··· Data provided ···

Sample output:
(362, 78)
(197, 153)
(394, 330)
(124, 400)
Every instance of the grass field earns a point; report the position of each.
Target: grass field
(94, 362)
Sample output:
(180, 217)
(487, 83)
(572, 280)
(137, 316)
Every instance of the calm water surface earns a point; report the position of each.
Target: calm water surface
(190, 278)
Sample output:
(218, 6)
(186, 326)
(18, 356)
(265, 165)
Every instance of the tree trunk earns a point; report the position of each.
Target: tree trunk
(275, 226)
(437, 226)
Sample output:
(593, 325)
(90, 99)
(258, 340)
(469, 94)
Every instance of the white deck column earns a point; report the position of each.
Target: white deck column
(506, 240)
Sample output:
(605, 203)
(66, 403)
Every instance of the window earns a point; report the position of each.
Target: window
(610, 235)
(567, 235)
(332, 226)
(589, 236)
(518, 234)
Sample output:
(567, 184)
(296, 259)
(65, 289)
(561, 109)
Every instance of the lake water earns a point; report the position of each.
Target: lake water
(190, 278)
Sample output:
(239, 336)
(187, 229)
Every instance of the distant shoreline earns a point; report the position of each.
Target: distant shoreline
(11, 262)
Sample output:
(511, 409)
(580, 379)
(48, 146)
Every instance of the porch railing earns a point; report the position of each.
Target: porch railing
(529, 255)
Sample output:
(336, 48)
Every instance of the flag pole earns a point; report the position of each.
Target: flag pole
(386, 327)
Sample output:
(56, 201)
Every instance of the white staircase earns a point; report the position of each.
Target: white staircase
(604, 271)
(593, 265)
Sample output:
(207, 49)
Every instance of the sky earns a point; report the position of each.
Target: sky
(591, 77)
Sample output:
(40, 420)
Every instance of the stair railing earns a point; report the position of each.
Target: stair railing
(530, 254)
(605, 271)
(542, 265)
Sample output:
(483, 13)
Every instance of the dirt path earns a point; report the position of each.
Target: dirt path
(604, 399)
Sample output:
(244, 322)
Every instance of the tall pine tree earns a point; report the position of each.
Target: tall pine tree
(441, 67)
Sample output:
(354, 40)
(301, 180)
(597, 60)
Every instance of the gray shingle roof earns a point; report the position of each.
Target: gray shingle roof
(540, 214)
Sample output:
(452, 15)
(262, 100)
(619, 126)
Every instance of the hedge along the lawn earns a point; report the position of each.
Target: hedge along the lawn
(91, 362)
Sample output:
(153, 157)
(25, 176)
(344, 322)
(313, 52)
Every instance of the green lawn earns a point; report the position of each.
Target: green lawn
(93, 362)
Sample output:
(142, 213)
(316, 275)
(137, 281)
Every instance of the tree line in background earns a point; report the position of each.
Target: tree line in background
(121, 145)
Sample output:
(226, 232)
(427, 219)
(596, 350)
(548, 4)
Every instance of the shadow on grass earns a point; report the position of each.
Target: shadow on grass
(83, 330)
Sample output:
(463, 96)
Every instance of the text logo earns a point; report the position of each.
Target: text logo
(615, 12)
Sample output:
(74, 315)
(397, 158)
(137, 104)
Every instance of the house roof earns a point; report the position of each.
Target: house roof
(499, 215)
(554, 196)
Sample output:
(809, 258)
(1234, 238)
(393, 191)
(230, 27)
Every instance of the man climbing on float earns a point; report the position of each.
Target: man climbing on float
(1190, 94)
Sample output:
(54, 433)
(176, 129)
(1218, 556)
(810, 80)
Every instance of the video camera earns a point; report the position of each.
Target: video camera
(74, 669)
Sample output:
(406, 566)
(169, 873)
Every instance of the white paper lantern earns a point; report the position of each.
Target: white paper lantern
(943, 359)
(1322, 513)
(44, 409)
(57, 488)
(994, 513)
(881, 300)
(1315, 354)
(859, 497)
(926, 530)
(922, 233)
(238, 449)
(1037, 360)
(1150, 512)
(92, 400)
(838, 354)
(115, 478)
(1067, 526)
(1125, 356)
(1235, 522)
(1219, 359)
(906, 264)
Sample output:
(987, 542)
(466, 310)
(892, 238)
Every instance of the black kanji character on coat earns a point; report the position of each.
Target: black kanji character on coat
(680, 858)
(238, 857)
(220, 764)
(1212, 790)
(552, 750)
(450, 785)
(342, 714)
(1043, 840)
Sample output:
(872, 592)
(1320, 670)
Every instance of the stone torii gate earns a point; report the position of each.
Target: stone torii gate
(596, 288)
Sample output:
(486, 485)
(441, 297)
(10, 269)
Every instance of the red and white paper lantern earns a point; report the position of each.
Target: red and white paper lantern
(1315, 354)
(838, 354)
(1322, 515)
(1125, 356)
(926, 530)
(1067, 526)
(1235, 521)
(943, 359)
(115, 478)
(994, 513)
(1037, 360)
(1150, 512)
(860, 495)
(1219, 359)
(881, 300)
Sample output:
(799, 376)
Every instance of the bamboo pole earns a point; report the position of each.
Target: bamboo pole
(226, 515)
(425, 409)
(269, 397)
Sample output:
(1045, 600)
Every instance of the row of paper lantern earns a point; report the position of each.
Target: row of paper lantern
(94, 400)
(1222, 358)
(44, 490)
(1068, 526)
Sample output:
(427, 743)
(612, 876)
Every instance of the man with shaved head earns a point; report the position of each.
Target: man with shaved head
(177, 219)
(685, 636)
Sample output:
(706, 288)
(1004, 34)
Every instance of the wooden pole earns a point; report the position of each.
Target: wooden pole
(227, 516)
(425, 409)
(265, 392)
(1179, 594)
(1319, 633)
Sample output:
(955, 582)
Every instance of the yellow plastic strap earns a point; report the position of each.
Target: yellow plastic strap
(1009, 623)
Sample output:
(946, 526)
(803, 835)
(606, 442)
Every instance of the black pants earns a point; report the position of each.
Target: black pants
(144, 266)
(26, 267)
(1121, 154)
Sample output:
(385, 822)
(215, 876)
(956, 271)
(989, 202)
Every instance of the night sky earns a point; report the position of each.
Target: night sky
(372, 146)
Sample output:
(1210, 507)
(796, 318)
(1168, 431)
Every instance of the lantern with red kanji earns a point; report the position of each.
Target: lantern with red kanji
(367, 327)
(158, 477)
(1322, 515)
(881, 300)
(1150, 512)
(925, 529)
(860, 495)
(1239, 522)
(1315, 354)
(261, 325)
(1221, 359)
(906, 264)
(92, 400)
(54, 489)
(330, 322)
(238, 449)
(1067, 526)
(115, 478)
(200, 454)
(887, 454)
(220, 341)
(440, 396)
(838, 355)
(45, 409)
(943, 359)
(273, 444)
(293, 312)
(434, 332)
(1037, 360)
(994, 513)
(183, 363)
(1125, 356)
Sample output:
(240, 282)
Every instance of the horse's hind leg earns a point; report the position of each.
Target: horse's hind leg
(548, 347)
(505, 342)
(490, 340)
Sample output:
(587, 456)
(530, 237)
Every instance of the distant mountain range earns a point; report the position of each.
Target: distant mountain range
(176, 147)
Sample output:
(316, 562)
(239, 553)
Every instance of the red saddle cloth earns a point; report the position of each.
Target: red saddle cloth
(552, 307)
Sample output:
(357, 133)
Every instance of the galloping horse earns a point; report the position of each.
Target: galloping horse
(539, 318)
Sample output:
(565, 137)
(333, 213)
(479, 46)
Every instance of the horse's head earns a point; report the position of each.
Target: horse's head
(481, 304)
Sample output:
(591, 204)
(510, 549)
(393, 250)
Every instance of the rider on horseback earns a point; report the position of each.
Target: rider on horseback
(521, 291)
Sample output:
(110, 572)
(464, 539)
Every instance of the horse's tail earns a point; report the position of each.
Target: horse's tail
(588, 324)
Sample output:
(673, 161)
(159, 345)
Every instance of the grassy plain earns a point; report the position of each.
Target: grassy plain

···

Written task
Every line of the data above should be copied exactly.

The reply
Sample output:
(362, 78)
(197, 153)
(394, 330)
(124, 400)
Every instance of the grass field earns a point; report the position of each.
Target: grass field
(94, 362)
Sample output:
(180, 217)
(487, 83)
(572, 280)
(137, 316)
Every instance of the calm water surface earns a point; report the position of each.
Target: calm water surface
(190, 278)
Sample output:
(218, 6)
(186, 326)
(18, 356)
(265, 165)
Every instance of the tree trunk earns a point; report the position of each.
Target: tree trunk
(275, 226)
(437, 226)
Sample output:
(593, 325)
(90, 99)
(258, 340)
(469, 94)
Every instance of the white deck column earns a point; report the position of each.
Target: white deck column
(506, 240)
Sample output:
(605, 203)
(66, 403)
Every instance of the window earns a point; report the position of each.
Target: window
(610, 235)
(567, 235)
(332, 226)
(589, 236)
(518, 234)
Sample output:
(567, 184)
(296, 259)
(65, 289)
(561, 109)
Every instance of the lake water earns a point; report the position of each.
Target: lake water
(190, 278)
Sample output:
(239, 336)
(187, 229)
Every instance of the distant shoreline earns a point; report the position of each.
Target: distant shoreline
(11, 262)
Sample output:
(511, 409)
(580, 379)
(48, 146)
Every instance of the porch railing earns a point; report the position of each.
Target: porch railing
(529, 255)
Sample output:
(336, 48)
Every instance of the flag pole earns a point; report the position of each.
Target: flag pole
(386, 327)
Sample output:
(56, 201)
Every instance of the white staircase earns a point; report the position of each.
Target: white staircase
(604, 271)
(593, 265)
Sample output:
(207, 49)
Every instance of the sky earns a point; report the position of each.
Target: sky
(591, 77)
Sample output:
(40, 420)
Every instance of the stair railing earns a point; report the position of each.
Target: stair railing
(530, 254)
(605, 271)
(542, 265)
Sample output:
(483, 13)
Every instance of the dirt path earns a point; report the position of each.
Target: dirt path
(604, 399)
Sample output:
(244, 322)
Every instance of the tall pine tree earns a point; report the position of each.
Target: tall pine tree
(441, 67)
Sample output:
(354, 40)
(301, 180)
(597, 60)
Every instance of the gray shingle roof earns a point; report the position of each.
Target: gray shingle roof
(540, 214)
Sample output:
(452, 15)
(262, 100)
(619, 126)
Every instance of the hedge along the lawn earns a point; report the position of each.
Target: hedge along the lawn
(91, 362)
Sample output:
(153, 157)
(25, 176)
(344, 322)
(313, 52)
Every instance of the green lawn earns a point; report the position of each.
Target: green lawn
(93, 362)
Sample output:
(142, 213)
(316, 275)
(137, 281)
Every instance of the tree line in background earns a point; report the position of each.
Target: tree line in background
(121, 145)
Sample output:
(226, 232)
(427, 219)
(596, 350)
(548, 4)
Every instance of the shadow on grass earns a point; report the position of each.
Target: shadow on grass
(83, 330)
Sample output:
(463, 96)
Every instance of the text logo earns a point; report the position of each.
Target: text logo
(615, 12)
Sample output:
(74, 315)
(397, 158)
(137, 104)
Every instance of the house roof earns a point; report the position of each.
Target: house roof
(499, 215)
(554, 196)
Sample output:
(809, 258)
(1234, 238)
(393, 191)
(230, 27)
Every instance of the man climbing on float earns a point; report the position of each.
Target: man climbing on float
(1190, 94)
Sample output:
(54, 433)
(176, 129)
(1218, 556)
(810, 80)
Every instance of the video camera earns a point; report the position of each.
Target: video camera
(74, 669)
Sample output:
(406, 566)
(169, 873)
Every instance of the white paper lantern earns a point; report the position of each.
Target: white paper lantern
(943, 359)
(1322, 513)
(44, 409)
(57, 488)
(994, 513)
(881, 300)
(1315, 354)
(859, 497)
(926, 530)
(922, 233)
(238, 449)
(1037, 360)
(1150, 512)
(92, 400)
(838, 354)
(115, 478)
(1067, 526)
(1125, 356)
(1235, 522)
(1219, 359)
(906, 264)
Sample output:
(987, 542)
(466, 310)
(892, 238)
Every instance of the black kanji character on coat earns a point; report the position of each.
Target: black kanji character on coat
(680, 858)
(238, 857)
(220, 764)
(1212, 790)
(552, 750)
(450, 785)
(342, 714)
(1043, 840)
Sample output:
(872, 592)
(1320, 670)
Every instance of the stone torii gate earns a point; report the position of each.
Target: stone torii gate
(596, 288)
Sample output:
(486, 485)
(441, 297)
(10, 269)
Every instance of the red and white paper lantern earns a point; report the position of each.
Target: red and white paper lantern
(1315, 354)
(838, 354)
(1322, 515)
(1125, 356)
(926, 530)
(1067, 526)
(1235, 521)
(943, 359)
(115, 478)
(994, 513)
(1037, 360)
(1150, 512)
(860, 495)
(1219, 359)
(881, 300)
Sample output:
(799, 376)
Every instance of the bamboo pole earns a point; report the position of each.
Target: bamboo pole
(226, 515)
(425, 409)
(269, 397)
Sample output:
(1045, 600)
Every instance of the row of paper lantern earns a point; report the position of each.
Target: row of paper lantern
(94, 400)
(1222, 358)
(44, 490)
(1068, 526)
Sample output:
(427, 743)
(612, 876)
Every instance of the man with shaved head earns a point; report the position of each.
Target: man with shaved head
(177, 219)
(685, 636)
Sample output:
(706, 288)
(1004, 34)
Every instance of the wooden pole earns a point; report the position of each.
Target: wooden pole
(227, 516)
(425, 409)
(265, 392)
(1179, 594)
(1319, 633)
Sample output:
(955, 582)
Every instance of the yellow plastic strap earns a point; report the position of each.
Target: yellow plastic strap
(1009, 623)
Sample output:
(946, 526)
(803, 835)
(606, 442)
Every instance of the black pants earns a point; report the position of each.
Target: black pants
(144, 266)
(26, 267)
(1121, 154)
Sample output:
(385, 822)
(215, 876)
(956, 271)
(989, 202)
Every instance of the night sky earns a point; report the position of each.
Target: night sky
(372, 146)
Sample output:
(1210, 507)
(796, 318)
(1168, 431)
Every instance of the lantern with red kanji earns a point; report the position of each.
Target: lantern with red kanji
(367, 327)
(158, 477)
(1322, 515)
(881, 300)
(1150, 512)
(925, 529)
(860, 495)
(1239, 522)
(1315, 354)
(261, 325)
(1221, 359)
(906, 264)
(92, 400)
(54, 489)
(330, 322)
(238, 449)
(1067, 526)
(115, 478)
(200, 454)
(887, 454)
(220, 341)
(440, 396)
(838, 355)
(45, 409)
(943, 359)
(273, 444)
(293, 312)
(434, 332)
(1037, 360)
(994, 513)
(183, 363)
(1125, 356)
Sample output:
(240, 282)
Every instance of the horse's hind leg earns a point; report the position of each.
Target: horse's hind leg
(548, 347)
(505, 342)
(490, 340)
Sample output:
(587, 456)
(530, 237)
Every instance of the distant mountain range earns a point; report the position of each.
Target: distant mountain range
(176, 147)
Sample output:
(316, 562)
(239, 553)
Every instance of the red saddle cloth earns a point; report the position of each.
Target: red saddle cloth
(552, 307)
Sample output:
(357, 133)
Every instance of the galloping horse earns a point; report the position of each.
Target: galloping horse
(539, 318)
Sample output:
(565, 137)
(333, 213)
(479, 46)
Every instance of the horse's head earns a point; report the position of each.
Target: horse's head
(481, 304)
Sample output:
(591, 204)
(510, 549)
(393, 250)
Every instance of the rider on horseback earns a point; report the position of each.
Target: rider on horseback
(521, 291)
Sample output:
(110, 572)
(464, 539)
Every instance of the horse's tail earns a point; report the position of each.
Target: horse's tail
(588, 324)
Sample output:
(673, 161)
(159, 345)
Every instance of the grassy plain earns a point; report the position of each.
Target: grassy plain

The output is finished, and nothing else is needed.